CONSEGNA
Dal testo sul metodo del settore giovanile del Milan, ricopia senza alcuna modifica il tratto da "Ecco l’esigenza di" fino a "con il mainstream….".

TESTO FORNITO
▶
Si esattamente: tra l’altro l’implementazione di questo modo di lavorare, coincise con quando al Milan ci fu la crisi, che in greco significa anche opportunità, quando la società decise, nell’estate del 2012, di cambiare rotta e politica di investimenti, non più giocatori di prima fascia in prima squadra, ecco le cessioni di Ibra e Thiago Silva e non si potevano più accasare giovani dopo l’Under 15. Questo ci ha permesso di andare a lavorare a fondo sugli aspetti metodologici, non grossi investimenti, ma fare con quello che si aveva in casa, conoscere altri atrii, metodologie di quelli che erano competitor col Milan, ma che avevano tanti giovani in prima squadra prodotti dai rispettivi settori giovanili.
Imparai
altri procedimenti, nuovi sguardi per costruire, insieme alle figure adulte, una metodologia nostra, consapevoli che il giocatore venga preso in una dimensione non riduzionista che divida il tutto, ma sistemica.
Ecco l’esigenza di lavorare sul gioco come
maestro, e gli accompagnatori sono gli allenatori e tutte le figure professionali, nella nostra visione, sono tutti allenatori: a me non interessa uno psicologo che sia un clinico, ma che conosca il calcio e riesca a capire cosa affronta un bambino o un ragazzo quando gli viene detto di giocare in un certo modo e dentro una competitività anche accesa. A me non interessa che un preparatore atletico faccia raggiungere picchi di velocità, ma che la velocità del giocatore aiuti a risolvere i problemi di gioco. E’ una visione differente e si scontra un po’ con il mainstream….
◀
VOCI ELENCATE
▶
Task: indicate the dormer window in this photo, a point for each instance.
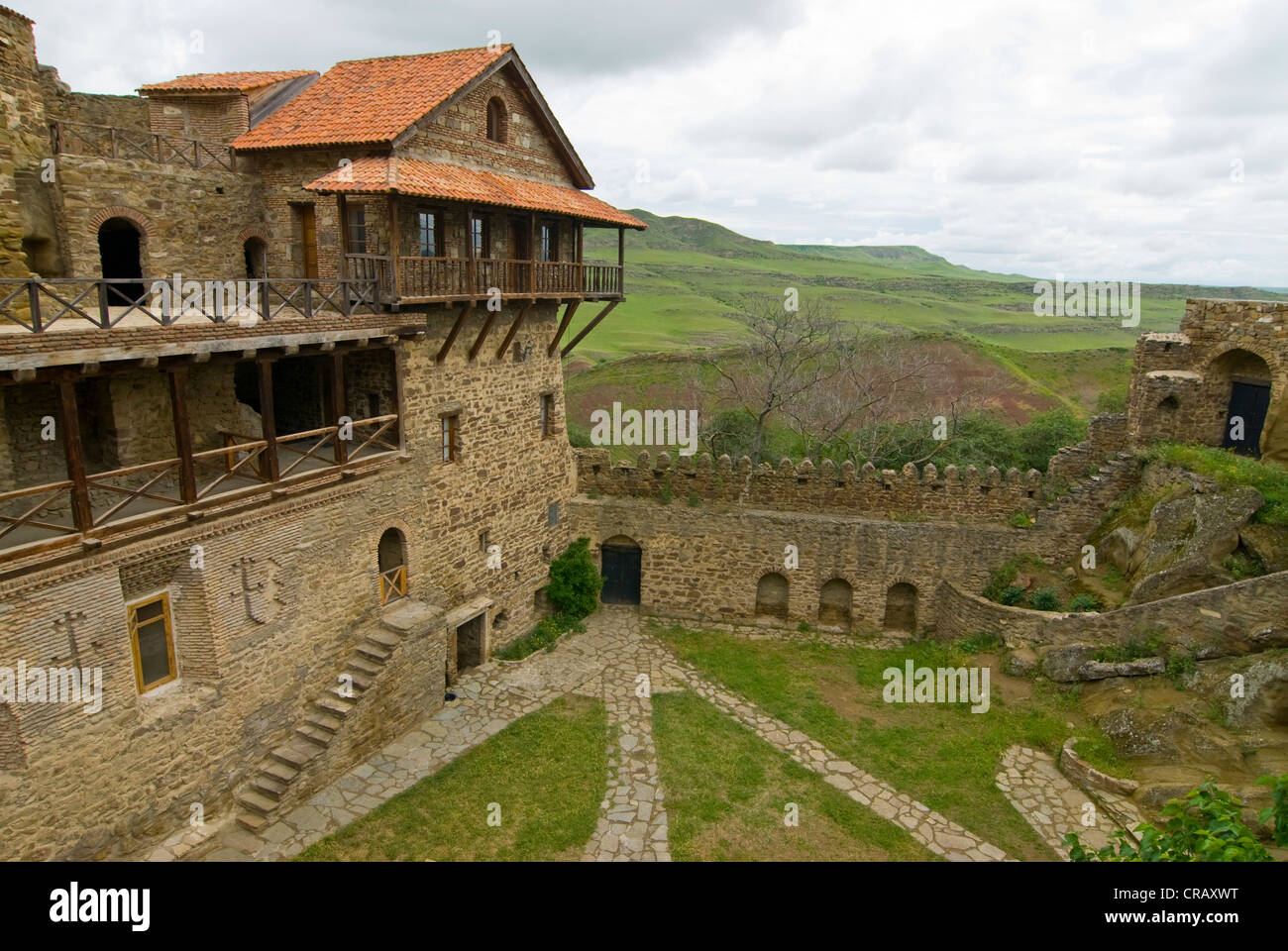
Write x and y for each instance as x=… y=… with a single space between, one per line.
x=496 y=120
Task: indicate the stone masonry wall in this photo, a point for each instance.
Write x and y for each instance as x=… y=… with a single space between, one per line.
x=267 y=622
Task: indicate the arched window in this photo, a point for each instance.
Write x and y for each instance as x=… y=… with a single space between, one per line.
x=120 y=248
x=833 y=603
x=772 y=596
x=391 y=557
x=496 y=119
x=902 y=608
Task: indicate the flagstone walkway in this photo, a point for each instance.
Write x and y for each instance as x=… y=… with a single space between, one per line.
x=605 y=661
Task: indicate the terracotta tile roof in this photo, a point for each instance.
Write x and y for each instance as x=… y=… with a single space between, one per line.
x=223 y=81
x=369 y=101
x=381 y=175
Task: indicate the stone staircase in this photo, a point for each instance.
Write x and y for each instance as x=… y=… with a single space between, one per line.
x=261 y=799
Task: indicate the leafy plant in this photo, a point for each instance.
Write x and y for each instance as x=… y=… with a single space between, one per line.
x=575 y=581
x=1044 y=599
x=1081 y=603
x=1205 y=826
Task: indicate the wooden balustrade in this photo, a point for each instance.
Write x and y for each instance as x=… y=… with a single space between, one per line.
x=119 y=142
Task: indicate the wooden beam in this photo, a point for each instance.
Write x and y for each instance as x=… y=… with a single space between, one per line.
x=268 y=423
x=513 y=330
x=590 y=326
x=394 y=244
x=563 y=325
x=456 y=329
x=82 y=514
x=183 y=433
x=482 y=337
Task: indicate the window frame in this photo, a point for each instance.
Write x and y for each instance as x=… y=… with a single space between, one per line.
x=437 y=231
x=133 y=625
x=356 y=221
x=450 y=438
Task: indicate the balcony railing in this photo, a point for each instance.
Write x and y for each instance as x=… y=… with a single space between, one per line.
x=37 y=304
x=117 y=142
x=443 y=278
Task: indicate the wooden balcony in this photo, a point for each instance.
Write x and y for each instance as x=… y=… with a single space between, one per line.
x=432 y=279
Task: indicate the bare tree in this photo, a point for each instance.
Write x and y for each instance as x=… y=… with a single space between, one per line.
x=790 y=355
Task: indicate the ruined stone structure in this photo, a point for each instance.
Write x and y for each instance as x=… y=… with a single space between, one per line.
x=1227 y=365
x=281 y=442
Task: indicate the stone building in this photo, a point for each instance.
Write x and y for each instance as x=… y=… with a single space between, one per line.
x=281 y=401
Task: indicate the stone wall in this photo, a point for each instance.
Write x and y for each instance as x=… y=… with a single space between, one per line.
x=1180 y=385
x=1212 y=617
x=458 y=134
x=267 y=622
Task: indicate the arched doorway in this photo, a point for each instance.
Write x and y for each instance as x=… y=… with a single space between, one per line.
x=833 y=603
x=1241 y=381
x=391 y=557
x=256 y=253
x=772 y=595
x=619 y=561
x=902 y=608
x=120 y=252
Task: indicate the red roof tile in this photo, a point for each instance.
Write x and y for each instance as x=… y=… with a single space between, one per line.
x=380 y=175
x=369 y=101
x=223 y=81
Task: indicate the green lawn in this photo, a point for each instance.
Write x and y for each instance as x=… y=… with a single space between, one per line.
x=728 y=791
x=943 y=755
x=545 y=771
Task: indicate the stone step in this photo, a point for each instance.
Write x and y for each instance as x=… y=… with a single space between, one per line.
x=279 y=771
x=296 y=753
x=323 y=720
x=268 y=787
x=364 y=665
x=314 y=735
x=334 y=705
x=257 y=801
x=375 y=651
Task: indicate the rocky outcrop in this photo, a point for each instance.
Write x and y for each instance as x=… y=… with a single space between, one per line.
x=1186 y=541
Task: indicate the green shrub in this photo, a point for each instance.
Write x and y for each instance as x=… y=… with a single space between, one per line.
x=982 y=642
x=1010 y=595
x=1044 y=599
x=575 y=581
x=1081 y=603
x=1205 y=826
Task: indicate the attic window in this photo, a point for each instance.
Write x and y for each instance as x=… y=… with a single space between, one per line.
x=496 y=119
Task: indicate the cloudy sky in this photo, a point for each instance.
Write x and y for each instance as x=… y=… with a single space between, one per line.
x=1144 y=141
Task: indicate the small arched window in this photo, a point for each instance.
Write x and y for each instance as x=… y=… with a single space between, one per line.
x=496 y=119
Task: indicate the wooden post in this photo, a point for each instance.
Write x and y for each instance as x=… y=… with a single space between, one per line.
◀
RISPOSTA SCRITTA
Ecco l’esigenza di lavorare sul gioco come
maestro, e gli accompagnatori sono gli allenatori e tutte le figure professionali, nella nostra visione, sono tutti allenatori: a me non interessa uno psicologo che sia un clinico, ma che conosca il calcio e riesca a capire cosa affronta un bambino o un ragazzo quando gli viene detto di giocare in un certo modo e dentro una competitività anche accesa. A me non interessa che un preparatore atletico faccia raggiungere picchi di velocità, ma che la velocità del giocatore aiuti a risolvere i problemi di gioco. E’ una visione differente e si scontra un po’ con il mainstream….